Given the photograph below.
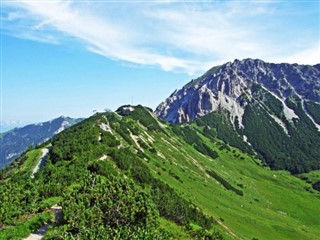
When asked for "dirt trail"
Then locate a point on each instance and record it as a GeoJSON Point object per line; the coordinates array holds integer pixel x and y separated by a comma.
{"type": "Point", "coordinates": [44, 228]}
{"type": "Point", "coordinates": [41, 162]}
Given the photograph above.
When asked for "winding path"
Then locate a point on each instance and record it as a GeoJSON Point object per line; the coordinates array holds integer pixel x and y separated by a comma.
{"type": "Point", "coordinates": [41, 162]}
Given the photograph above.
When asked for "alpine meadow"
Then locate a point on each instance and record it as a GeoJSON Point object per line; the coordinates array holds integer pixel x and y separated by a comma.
{"type": "Point", "coordinates": [186, 120]}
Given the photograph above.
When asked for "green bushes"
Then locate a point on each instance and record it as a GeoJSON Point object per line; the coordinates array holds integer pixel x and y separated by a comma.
{"type": "Point", "coordinates": [111, 208]}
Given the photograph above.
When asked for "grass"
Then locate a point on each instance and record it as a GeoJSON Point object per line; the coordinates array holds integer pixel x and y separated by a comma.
{"type": "Point", "coordinates": [274, 205]}
{"type": "Point", "coordinates": [23, 230]}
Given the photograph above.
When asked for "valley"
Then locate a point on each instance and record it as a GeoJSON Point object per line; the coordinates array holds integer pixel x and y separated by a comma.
{"type": "Point", "coordinates": [242, 198]}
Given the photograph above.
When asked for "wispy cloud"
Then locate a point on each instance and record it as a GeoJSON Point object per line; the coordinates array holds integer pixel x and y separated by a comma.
{"type": "Point", "coordinates": [189, 37]}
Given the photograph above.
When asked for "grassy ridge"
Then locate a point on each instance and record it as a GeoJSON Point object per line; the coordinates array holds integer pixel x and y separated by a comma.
{"type": "Point", "coordinates": [164, 165]}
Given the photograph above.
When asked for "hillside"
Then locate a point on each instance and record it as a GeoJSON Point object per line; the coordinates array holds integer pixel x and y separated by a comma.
{"type": "Point", "coordinates": [129, 175]}
{"type": "Point", "coordinates": [16, 141]}
{"type": "Point", "coordinates": [271, 109]}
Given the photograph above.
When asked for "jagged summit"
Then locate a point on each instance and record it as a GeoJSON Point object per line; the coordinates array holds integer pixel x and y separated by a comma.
{"type": "Point", "coordinates": [229, 86]}
{"type": "Point", "coordinates": [272, 109]}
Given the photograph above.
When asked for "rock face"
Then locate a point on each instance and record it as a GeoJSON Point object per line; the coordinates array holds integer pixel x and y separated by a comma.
{"type": "Point", "coordinates": [14, 142]}
{"type": "Point", "coordinates": [231, 85]}
{"type": "Point", "coordinates": [272, 109]}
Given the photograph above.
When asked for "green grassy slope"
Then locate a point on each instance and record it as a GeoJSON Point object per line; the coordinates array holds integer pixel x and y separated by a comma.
{"type": "Point", "coordinates": [244, 199]}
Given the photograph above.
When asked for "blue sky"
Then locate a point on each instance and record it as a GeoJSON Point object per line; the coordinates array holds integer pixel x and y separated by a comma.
{"type": "Point", "coordinates": [72, 57]}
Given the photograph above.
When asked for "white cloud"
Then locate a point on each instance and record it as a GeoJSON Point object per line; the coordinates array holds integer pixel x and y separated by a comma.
{"type": "Point", "coordinates": [189, 37]}
{"type": "Point", "coordinates": [309, 56]}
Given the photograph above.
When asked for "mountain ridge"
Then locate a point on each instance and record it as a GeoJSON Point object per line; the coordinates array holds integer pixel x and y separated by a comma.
{"type": "Point", "coordinates": [128, 174]}
{"type": "Point", "coordinates": [278, 101]}
{"type": "Point", "coordinates": [17, 140]}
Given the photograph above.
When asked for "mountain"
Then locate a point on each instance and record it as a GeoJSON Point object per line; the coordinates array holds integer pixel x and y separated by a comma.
{"type": "Point", "coordinates": [16, 141]}
{"type": "Point", "coordinates": [266, 108]}
{"type": "Point", "coordinates": [129, 175]}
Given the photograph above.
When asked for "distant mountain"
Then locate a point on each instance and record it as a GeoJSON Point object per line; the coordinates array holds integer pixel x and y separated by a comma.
{"type": "Point", "coordinates": [16, 141]}
{"type": "Point", "coordinates": [271, 109]}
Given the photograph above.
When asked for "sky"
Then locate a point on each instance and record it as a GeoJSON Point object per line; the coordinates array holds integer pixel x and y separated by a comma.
{"type": "Point", "coordinates": [72, 58]}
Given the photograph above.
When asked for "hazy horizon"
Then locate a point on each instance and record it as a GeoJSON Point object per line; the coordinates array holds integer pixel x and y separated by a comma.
{"type": "Point", "coordinates": [71, 58]}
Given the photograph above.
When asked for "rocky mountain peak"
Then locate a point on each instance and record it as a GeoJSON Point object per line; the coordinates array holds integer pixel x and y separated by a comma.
{"type": "Point", "coordinates": [229, 86]}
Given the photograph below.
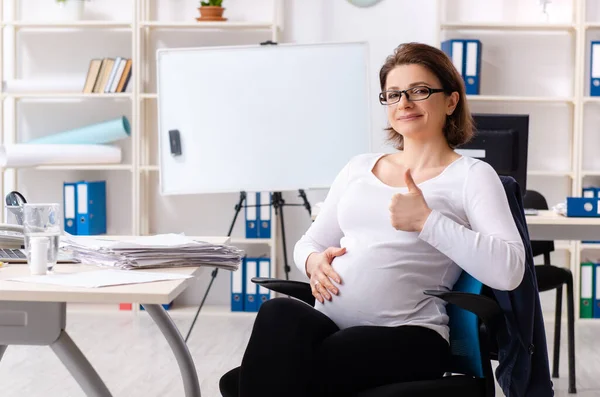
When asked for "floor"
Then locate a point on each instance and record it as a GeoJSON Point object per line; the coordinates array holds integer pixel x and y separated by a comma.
{"type": "Point", "coordinates": [134, 359]}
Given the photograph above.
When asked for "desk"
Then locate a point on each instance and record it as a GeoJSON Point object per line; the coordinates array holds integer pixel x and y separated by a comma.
{"type": "Point", "coordinates": [35, 314]}
{"type": "Point", "coordinates": [548, 225]}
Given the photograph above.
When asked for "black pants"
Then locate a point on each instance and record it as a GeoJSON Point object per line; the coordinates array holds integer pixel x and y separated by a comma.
{"type": "Point", "coordinates": [297, 351]}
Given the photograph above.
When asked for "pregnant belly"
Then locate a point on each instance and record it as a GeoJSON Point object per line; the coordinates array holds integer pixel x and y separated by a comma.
{"type": "Point", "coordinates": [371, 293]}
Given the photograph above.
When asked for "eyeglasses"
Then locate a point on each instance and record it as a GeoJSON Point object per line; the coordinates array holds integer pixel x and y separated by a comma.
{"type": "Point", "coordinates": [418, 93]}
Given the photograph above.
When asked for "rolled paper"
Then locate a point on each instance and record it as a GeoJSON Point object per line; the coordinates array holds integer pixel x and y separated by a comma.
{"type": "Point", "coordinates": [104, 132]}
{"type": "Point", "coordinates": [30, 155]}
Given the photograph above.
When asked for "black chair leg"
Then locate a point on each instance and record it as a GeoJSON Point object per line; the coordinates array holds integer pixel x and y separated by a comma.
{"type": "Point", "coordinates": [557, 327]}
{"type": "Point", "coordinates": [571, 332]}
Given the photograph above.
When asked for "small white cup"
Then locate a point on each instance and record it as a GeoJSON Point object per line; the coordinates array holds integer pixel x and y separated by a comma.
{"type": "Point", "coordinates": [38, 263]}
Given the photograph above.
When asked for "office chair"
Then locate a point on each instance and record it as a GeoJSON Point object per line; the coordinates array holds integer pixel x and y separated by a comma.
{"type": "Point", "coordinates": [471, 318]}
{"type": "Point", "coordinates": [551, 277]}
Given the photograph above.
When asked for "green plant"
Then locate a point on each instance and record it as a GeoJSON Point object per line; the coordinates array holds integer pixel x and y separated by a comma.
{"type": "Point", "coordinates": [214, 3]}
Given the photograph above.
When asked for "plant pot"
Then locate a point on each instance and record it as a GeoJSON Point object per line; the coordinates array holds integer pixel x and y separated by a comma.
{"type": "Point", "coordinates": [211, 13]}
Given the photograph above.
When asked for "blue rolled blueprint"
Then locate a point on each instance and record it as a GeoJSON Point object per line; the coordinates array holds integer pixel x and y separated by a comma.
{"type": "Point", "coordinates": [103, 132]}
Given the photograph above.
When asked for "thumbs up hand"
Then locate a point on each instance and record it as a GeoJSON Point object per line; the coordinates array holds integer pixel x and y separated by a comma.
{"type": "Point", "coordinates": [409, 211]}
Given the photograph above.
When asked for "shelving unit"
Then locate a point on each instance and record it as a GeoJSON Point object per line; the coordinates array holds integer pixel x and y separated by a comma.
{"type": "Point", "coordinates": [139, 167]}
{"type": "Point", "coordinates": [575, 97]}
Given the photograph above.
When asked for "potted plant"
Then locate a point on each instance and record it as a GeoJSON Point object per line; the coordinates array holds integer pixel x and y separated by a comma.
{"type": "Point", "coordinates": [211, 10]}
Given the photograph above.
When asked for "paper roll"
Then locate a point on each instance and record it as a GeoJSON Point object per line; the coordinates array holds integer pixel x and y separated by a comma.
{"type": "Point", "coordinates": [29, 155]}
{"type": "Point", "coordinates": [104, 132]}
{"type": "Point", "coordinates": [43, 85]}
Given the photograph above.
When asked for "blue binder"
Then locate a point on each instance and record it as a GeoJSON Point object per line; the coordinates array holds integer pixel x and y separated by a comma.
{"type": "Point", "coordinates": [472, 70]}
{"type": "Point", "coordinates": [91, 208]}
{"type": "Point", "coordinates": [596, 291]}
{"type": "Point", "coordinates": [595, 68]}
{"type": "Point", "coordinates": [251, 215]}
{"type": "Point", "coordinates": [264, 218]}
{"type": "Point", "coordinates": [590, 193]}
{"type": "Point", "coordinates": [251, 303]}
{"type": "Point", "coordinates": [70, 207]}
{"type": "Point", "coordinates": [264, 270]}
{"type": "Point", "coordinates": [238, 296]}
{"type": "Point", "coordinates": [582, 207]}
{"type": "Point", "coordinates": [455, 50]}
{"type": "Point", "coordinates": [466, 57]}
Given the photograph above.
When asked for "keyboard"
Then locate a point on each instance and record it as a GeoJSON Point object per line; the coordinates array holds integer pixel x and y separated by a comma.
{"type": "Point", "coordinates": [15, 255]}
{"type": "Point", "coordinates": [11, 253]}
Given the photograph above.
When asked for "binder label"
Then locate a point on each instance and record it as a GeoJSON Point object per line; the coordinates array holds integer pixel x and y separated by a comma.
{"type": "Point", "coordinates": [586, 282]}
{"type": "Point", "coordinates": [471, 59]}
{"type": "Point", "coordinates": [457, 55]}
{"type": "Point", "coordinates": [595, 62]}
{"type": "Point", "coordinates": [82, 198]}
{"type": "Point", "coordinates": [69, 201]}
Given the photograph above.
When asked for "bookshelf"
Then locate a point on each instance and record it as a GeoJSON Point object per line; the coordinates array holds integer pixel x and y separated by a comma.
{"type": "Point", "coordinates": [568, 30]}
{"type": "Point", "coordinates": [133, 29]}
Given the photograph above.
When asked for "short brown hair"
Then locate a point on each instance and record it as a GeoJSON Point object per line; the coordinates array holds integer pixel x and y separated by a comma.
{"type": "Point", "coordinates": [458, 128]}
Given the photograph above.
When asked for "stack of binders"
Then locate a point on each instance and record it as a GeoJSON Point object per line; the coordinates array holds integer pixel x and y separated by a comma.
{"type": "Point", "coordinates": [85, 207]}
{"type": "Point", "coordinates": [245, 295]}
{"type": "Point", "coordinates": [589, 304]}
{"type": "Point", "coordinates": [466, 57]}
{"type": "Point", "coordinates": [258, 215]}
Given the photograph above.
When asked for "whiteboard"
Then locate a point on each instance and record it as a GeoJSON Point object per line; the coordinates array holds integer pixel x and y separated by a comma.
{"type": "Point", "coordinates": [261, 118]}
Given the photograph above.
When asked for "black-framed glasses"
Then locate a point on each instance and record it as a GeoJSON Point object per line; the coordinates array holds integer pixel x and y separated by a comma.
{"type": "Point", "coordinates": [419, 93]}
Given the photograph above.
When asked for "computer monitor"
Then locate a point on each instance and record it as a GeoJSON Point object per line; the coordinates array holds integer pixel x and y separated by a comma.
{"type": "Point", "coordinates": [501, 140]}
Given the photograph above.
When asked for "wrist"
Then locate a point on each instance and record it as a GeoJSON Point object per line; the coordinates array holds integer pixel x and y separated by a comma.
{"type": "Point", "coordinates": [424, 220]}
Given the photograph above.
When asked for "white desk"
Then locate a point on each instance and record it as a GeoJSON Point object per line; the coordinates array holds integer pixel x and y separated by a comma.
{"type": "Point", "coordinates": [548, 225]}
{"type": "Point", "coordinates": [35, 314]}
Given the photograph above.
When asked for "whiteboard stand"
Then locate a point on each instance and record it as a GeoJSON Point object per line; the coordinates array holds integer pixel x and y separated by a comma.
{"type": "Point", "coordinates": [278, 203]}
{"type": "Point", "coordinates": [238, 207]}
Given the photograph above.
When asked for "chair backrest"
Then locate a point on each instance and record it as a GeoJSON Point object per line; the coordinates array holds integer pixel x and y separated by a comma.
{"type": "Point", "coordinates": [534, 199]}
{"type": "Point", "coordinates": [465, 350]}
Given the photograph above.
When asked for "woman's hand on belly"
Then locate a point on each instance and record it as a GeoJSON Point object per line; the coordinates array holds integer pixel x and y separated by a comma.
{"type": "Point", "coordinates": [318, 267]}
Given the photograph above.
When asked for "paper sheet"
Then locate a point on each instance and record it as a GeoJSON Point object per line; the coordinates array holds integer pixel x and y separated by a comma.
{"type": "Point", "coordinates": [100, 278]}
{"type": "Point", "coordinates": [24, 154]}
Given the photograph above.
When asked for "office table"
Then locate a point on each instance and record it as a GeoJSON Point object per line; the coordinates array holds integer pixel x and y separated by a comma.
{"type": "Point", "coordinates": [548, 225]}
{"type": "Point", "coordinates": [35, 314]}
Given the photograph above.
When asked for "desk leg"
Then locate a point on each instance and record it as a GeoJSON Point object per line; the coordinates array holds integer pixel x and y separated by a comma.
{"type": "Point", "coordinates": [180, 349]}
{"type": "Point", "coordinates": [79, 367]}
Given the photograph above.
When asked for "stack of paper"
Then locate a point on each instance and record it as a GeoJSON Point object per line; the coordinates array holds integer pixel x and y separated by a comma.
{"type": "Point", "coordinates": [162, 250]}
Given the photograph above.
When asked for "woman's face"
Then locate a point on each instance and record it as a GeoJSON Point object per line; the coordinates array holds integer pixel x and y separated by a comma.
{"type": "Point", "coordinates": [412, 118]}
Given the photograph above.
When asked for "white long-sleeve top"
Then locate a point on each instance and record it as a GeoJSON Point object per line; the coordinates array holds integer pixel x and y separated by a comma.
{"type": "Point", "coordinates": [385, 271]}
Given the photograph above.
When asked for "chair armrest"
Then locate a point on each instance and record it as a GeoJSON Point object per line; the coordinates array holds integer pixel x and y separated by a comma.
{"type": "Point", "coordinates": [297, 289]}
{"type": "Point", "coordinates": [482, 306]}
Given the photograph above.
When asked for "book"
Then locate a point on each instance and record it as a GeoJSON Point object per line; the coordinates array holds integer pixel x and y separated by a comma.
{"type": "Point", "coordinates": [125, 77]}
{"type": "Point", "coordinates": [92, 75]}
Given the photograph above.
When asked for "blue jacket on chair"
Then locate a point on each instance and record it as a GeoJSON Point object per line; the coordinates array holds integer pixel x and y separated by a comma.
{"type": "Point", "coordinates": [523, 368]}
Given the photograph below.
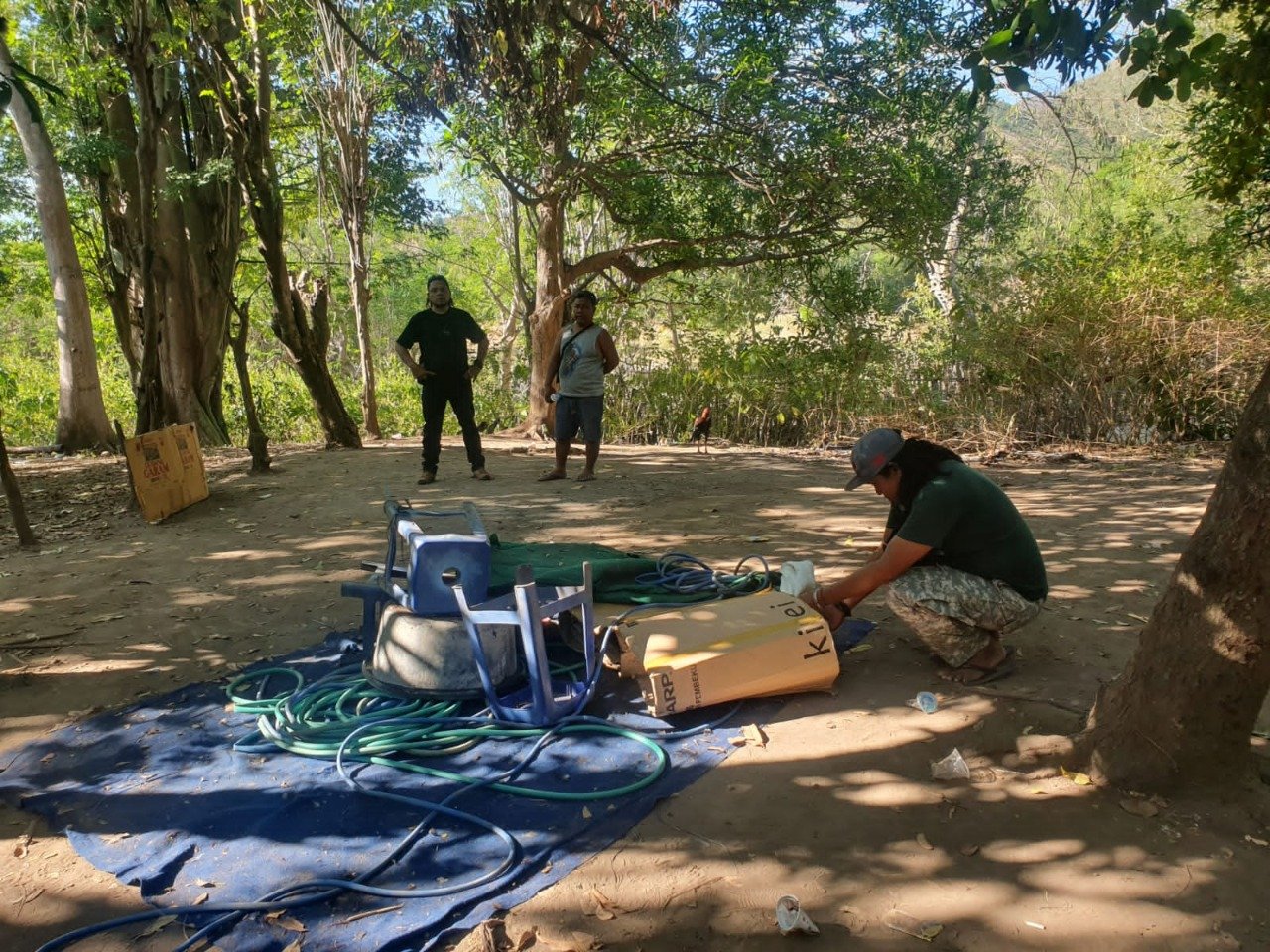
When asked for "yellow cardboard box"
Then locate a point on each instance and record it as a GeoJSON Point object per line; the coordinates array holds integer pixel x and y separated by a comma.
{"type": "Point", "coordinates": [714, 652]}
{"type": "Point", "coordinates": [167, 470]}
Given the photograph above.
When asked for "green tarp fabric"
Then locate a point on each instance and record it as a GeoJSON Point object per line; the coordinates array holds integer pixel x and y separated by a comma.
{"type": "Point", "coordinates": [613, 574]}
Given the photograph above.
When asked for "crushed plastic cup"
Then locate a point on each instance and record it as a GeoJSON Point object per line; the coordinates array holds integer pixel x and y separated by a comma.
{"type": "Point", "coordinates": [925, 702]}
{"type": "Point", "coordinates": [790, 918]}
{"type": "Point", "coordinates": [952, 767]}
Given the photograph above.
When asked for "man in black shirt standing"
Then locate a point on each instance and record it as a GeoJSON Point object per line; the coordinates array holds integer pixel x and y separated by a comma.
{"type": "Point", "coordinates": [444, 376]}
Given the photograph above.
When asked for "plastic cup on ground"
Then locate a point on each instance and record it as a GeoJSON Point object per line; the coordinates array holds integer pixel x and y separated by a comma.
==================================================
- [Set problem]: Pick out each line of the data above that contains the word "plastic", and copy those lines out in order.

- [Response]:
When asked for "crushed plastic cup"
When asked for "plastic cup on ground"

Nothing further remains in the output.